# What to produce:
From the entries that follow, copy every line with the word "positive".

BEGIN Records to process

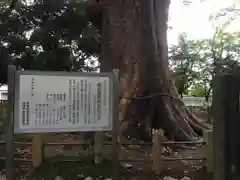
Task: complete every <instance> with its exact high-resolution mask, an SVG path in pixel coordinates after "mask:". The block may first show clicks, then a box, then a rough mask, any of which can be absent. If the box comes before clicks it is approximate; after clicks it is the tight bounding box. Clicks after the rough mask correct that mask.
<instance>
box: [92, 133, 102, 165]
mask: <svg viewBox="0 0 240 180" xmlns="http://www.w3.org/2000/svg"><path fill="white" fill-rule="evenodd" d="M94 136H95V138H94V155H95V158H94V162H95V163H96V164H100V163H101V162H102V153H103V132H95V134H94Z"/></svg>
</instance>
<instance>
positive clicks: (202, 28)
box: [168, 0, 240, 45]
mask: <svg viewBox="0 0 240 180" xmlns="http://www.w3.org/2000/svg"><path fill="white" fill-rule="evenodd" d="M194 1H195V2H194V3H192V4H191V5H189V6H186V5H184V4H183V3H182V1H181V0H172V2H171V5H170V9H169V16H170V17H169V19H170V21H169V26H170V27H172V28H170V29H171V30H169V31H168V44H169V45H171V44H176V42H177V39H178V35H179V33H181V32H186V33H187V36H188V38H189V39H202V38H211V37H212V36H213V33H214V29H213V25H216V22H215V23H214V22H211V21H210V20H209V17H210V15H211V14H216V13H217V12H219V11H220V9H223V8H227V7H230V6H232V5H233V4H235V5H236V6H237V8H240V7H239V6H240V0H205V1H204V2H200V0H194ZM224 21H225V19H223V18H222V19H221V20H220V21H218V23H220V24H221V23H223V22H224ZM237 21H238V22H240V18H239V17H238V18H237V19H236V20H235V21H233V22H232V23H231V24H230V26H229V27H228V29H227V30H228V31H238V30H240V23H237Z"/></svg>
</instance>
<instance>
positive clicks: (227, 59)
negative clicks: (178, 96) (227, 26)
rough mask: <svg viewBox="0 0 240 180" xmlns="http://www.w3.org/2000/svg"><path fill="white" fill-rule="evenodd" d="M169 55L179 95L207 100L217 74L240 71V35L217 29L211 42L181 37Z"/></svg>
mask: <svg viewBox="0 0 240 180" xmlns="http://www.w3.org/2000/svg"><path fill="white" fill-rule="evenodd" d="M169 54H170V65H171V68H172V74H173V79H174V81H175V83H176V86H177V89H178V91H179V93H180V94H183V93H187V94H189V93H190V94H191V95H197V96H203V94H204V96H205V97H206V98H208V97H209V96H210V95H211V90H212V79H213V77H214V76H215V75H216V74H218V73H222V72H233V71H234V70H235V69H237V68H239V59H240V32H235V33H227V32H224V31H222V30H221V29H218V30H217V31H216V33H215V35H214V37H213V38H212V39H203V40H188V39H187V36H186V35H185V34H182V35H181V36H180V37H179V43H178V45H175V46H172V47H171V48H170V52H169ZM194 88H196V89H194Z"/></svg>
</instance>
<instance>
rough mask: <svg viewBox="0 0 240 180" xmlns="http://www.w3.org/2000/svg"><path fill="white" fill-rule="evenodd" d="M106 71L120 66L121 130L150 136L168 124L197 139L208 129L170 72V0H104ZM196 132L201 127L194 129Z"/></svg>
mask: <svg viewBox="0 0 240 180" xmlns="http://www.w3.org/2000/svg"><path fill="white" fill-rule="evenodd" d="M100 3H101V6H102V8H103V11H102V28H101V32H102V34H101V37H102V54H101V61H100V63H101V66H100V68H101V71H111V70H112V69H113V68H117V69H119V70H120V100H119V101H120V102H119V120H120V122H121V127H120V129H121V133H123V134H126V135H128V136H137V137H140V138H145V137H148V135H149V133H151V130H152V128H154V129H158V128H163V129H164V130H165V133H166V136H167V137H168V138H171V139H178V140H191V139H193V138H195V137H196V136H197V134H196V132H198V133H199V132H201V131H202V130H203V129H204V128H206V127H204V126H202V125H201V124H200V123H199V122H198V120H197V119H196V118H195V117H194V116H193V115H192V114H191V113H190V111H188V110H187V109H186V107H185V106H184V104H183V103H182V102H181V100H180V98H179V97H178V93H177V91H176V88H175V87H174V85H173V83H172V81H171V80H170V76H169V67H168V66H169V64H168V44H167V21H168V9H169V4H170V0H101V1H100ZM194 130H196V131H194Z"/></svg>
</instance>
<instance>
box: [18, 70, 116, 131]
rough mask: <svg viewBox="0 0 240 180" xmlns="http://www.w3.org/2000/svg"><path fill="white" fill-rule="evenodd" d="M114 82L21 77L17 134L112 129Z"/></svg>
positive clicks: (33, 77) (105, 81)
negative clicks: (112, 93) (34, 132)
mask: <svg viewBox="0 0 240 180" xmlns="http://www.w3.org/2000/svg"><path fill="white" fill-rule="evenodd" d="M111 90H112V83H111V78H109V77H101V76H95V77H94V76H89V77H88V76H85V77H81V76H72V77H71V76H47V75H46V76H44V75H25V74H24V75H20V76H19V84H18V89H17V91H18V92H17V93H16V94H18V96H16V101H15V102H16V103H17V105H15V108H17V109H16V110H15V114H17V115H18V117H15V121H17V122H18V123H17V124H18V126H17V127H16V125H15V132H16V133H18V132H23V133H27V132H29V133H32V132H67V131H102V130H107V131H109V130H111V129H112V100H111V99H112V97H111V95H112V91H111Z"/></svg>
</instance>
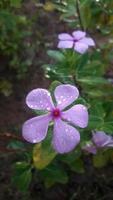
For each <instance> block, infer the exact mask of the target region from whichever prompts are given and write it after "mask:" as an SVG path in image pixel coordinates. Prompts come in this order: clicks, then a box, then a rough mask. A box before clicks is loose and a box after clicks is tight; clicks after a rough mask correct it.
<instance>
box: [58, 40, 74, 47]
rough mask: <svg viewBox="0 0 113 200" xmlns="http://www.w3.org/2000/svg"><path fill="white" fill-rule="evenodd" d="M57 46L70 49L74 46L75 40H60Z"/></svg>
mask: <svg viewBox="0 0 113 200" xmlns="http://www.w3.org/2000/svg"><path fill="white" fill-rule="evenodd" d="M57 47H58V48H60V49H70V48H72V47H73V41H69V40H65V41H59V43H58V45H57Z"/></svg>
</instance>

END Records to process

# Exercise response:
positive clicks: (202, 28)
positive clicks: (227, 59)
positive clicks: (33, 77) (105, 81)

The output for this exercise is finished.